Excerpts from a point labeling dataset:
□ □ □

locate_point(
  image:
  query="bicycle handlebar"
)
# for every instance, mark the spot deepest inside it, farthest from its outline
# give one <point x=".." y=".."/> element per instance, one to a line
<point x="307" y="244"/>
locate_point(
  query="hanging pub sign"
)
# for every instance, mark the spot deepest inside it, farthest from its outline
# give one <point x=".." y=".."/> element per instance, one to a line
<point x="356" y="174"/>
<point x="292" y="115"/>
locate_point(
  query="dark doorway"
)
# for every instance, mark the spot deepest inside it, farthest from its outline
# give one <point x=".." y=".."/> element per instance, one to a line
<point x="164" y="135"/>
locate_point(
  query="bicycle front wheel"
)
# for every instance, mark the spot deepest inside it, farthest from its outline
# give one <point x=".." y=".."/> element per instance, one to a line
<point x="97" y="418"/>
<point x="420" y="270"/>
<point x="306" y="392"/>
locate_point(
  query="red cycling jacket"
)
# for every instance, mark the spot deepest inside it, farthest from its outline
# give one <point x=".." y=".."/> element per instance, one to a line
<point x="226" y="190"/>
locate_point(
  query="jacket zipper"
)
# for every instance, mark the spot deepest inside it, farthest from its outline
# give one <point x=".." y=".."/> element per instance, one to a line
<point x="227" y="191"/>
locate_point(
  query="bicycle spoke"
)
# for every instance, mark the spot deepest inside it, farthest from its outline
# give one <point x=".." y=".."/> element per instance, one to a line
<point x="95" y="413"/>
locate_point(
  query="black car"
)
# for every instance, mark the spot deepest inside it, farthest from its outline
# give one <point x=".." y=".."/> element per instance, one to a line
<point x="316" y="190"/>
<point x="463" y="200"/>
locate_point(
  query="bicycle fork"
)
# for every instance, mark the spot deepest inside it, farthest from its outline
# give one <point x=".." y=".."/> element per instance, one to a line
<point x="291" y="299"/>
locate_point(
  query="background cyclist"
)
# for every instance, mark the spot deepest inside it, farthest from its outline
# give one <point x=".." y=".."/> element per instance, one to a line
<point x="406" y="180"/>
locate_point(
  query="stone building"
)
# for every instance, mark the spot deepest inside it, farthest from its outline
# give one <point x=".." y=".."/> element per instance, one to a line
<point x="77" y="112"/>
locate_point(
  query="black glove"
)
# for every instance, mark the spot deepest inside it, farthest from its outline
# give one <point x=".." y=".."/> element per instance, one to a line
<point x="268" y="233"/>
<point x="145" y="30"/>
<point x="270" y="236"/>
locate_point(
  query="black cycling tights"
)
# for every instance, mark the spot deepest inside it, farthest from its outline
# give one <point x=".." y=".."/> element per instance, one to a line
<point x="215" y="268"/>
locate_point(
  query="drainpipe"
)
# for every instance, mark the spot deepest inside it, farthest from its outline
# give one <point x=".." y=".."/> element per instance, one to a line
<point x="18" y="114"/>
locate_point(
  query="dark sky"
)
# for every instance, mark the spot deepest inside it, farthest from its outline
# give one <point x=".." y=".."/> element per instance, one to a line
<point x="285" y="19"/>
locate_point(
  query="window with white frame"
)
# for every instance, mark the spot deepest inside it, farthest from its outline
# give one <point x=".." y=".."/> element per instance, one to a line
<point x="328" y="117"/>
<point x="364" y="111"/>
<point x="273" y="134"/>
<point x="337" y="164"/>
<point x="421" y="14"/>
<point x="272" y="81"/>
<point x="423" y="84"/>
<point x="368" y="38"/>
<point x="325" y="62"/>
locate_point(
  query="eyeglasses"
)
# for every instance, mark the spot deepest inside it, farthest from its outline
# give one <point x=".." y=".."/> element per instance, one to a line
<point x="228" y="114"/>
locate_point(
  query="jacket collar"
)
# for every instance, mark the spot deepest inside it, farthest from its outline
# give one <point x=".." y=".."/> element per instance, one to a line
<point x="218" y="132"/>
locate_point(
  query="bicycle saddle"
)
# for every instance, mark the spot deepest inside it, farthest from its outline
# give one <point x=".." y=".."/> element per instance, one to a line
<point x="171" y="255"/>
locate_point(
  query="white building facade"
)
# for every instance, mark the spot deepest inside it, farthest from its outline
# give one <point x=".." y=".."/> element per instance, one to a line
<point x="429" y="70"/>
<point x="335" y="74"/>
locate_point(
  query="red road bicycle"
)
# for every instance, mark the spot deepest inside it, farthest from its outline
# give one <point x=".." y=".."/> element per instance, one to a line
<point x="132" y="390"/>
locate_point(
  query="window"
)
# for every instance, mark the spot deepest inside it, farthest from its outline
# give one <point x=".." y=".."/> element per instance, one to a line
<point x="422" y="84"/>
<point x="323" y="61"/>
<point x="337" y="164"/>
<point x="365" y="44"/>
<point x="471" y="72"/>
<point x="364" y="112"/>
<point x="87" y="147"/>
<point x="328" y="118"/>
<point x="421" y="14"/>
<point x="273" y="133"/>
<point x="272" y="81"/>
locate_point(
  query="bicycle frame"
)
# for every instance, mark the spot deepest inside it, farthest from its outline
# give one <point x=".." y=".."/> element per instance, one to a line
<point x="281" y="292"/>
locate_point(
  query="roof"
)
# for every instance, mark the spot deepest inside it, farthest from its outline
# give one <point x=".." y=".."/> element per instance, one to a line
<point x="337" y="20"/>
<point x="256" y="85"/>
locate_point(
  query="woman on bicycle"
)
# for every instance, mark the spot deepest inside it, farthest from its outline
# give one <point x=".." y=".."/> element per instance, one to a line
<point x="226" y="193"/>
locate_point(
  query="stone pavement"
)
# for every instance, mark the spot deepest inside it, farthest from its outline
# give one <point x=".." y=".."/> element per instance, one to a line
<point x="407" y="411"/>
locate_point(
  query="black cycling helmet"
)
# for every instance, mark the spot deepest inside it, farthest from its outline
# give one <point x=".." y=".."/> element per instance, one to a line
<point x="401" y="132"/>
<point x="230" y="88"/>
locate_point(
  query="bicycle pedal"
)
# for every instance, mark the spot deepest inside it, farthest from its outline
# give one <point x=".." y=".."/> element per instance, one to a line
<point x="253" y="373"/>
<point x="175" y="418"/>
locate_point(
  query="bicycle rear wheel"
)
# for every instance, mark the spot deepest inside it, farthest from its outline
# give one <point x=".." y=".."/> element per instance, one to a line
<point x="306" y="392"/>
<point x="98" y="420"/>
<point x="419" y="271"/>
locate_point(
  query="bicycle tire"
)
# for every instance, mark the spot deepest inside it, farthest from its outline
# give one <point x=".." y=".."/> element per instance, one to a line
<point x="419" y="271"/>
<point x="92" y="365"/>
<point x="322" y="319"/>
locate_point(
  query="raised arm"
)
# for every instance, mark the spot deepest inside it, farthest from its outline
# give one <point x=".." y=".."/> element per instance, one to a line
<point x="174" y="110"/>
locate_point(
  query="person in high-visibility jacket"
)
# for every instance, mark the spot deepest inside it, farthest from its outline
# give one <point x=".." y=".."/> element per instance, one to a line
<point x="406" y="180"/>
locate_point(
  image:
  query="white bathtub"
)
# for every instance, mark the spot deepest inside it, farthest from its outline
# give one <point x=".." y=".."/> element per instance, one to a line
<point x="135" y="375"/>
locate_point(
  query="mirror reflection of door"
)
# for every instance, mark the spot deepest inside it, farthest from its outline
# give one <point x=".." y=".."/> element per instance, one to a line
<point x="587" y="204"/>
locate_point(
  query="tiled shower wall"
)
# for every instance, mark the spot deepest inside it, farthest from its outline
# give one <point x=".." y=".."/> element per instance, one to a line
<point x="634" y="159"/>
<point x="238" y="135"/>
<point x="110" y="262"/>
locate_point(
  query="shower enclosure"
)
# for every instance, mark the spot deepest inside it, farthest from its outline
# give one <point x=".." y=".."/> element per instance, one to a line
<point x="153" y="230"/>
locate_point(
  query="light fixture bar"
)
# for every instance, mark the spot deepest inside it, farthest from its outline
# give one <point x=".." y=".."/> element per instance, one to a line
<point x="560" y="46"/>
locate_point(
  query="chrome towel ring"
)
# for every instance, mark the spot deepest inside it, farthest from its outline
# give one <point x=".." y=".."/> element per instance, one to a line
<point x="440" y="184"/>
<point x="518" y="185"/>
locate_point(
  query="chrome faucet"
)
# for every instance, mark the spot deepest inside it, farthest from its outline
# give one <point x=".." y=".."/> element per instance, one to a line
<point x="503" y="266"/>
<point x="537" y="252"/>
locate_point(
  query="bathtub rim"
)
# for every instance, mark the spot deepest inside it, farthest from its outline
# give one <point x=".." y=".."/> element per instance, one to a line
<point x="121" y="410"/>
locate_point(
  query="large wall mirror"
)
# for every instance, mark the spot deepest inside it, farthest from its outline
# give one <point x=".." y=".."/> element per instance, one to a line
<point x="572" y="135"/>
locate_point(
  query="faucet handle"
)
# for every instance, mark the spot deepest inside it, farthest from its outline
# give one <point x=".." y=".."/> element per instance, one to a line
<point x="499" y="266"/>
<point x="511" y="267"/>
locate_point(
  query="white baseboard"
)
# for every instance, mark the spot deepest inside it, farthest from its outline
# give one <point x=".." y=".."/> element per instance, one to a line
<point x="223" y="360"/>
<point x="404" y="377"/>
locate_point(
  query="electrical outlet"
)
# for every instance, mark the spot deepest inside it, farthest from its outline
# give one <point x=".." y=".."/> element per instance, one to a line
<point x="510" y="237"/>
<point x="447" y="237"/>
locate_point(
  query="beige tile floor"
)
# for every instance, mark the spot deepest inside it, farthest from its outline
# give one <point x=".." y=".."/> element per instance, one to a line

□ □ □

## OBJECTIVE
List every line of the items above that contains the word "bathtub". Copy each such line in full.

## FULL SOLUTION
  query="white bathtub"
  query="bathtub rim"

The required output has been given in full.